### [Challenge]
Starting with the first line and ending after the line that contains "x=102, y=402", rewrite the lines with "bakery sign" changed to "storefront sign", leaving everything else as it is.

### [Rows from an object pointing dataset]
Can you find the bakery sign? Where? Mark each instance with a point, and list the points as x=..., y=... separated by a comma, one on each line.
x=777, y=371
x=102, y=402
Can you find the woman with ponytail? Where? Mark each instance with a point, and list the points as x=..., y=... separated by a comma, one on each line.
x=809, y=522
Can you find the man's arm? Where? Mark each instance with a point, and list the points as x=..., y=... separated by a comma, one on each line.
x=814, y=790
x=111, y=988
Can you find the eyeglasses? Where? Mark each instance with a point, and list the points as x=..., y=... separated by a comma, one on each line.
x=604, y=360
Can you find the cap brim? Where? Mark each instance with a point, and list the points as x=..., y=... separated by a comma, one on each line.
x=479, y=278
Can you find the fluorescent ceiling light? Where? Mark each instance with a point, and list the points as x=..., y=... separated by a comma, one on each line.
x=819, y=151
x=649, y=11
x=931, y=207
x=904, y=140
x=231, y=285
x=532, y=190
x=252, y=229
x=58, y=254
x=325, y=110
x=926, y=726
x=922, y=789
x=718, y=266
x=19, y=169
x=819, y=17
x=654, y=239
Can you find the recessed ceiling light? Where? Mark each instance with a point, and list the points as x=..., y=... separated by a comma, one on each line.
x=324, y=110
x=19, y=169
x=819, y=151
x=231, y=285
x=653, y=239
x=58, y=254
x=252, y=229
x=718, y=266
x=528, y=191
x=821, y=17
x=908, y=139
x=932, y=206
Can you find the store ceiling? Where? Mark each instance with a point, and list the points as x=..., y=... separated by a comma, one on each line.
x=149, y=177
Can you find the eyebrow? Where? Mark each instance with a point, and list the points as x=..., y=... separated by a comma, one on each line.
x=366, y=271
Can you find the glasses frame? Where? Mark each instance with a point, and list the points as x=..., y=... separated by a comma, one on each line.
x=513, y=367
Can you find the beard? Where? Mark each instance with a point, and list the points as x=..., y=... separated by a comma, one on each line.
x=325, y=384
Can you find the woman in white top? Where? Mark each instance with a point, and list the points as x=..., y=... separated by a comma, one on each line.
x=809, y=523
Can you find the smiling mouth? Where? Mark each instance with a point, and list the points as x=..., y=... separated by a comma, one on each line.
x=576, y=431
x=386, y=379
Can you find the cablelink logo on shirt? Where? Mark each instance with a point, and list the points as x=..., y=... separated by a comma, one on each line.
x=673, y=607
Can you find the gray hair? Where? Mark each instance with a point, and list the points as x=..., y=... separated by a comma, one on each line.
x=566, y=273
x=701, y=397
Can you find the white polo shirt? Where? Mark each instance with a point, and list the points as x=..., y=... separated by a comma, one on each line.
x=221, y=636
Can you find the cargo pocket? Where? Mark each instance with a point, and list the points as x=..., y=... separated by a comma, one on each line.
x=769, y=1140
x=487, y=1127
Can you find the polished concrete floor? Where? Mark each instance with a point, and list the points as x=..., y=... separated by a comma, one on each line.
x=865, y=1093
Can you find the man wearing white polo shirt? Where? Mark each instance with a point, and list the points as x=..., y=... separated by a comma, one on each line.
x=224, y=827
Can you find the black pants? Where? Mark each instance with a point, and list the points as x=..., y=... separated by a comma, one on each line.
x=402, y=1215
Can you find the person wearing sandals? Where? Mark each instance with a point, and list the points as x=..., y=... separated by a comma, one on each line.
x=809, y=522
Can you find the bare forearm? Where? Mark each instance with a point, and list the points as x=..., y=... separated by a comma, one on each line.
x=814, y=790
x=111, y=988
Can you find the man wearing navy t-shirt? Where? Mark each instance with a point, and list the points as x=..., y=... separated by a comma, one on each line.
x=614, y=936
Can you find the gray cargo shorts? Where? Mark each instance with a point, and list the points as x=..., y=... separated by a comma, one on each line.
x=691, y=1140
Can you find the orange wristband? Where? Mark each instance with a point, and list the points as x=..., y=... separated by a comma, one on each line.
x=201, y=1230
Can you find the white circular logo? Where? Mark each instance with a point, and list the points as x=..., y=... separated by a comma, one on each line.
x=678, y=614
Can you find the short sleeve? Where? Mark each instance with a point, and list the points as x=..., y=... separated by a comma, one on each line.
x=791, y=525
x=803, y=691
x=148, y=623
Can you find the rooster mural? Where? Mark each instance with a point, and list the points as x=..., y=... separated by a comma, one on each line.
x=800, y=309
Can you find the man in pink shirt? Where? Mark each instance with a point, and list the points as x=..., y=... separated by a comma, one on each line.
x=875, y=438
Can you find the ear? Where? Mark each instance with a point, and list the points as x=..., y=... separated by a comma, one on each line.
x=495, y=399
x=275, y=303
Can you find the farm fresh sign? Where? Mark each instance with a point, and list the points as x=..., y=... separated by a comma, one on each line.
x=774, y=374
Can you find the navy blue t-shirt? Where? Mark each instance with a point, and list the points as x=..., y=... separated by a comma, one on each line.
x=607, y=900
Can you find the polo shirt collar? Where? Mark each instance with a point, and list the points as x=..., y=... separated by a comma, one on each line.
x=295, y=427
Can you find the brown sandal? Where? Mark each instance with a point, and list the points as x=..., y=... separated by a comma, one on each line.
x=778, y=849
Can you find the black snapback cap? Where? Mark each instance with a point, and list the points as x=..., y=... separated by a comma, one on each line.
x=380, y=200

### [Output for this exercise]
Can you find the storefront sign? Where? Mark each instance with a point, and list the points as x=..., y=... separated by a comma, one on each line.
x=777, y=371
x=102, y=402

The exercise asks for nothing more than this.